Transcribe each line of the entries below verbatim, omitting the pictures from your answer.

(Records of labeled points)
-------------------------

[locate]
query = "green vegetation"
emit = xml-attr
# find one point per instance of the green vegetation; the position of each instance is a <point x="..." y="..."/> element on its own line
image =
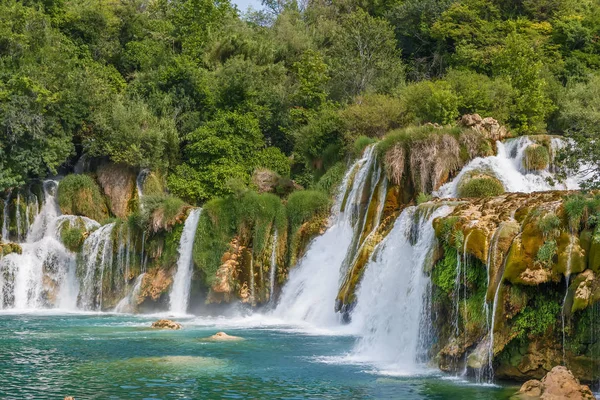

-------------------------

*Written answer:*
[locate]
query = "green vegetation"
emit = xml-attr
# find one point per instance of the green vegetation; the position of each instance is a <point x="..." y="..."/> element on its own line
image =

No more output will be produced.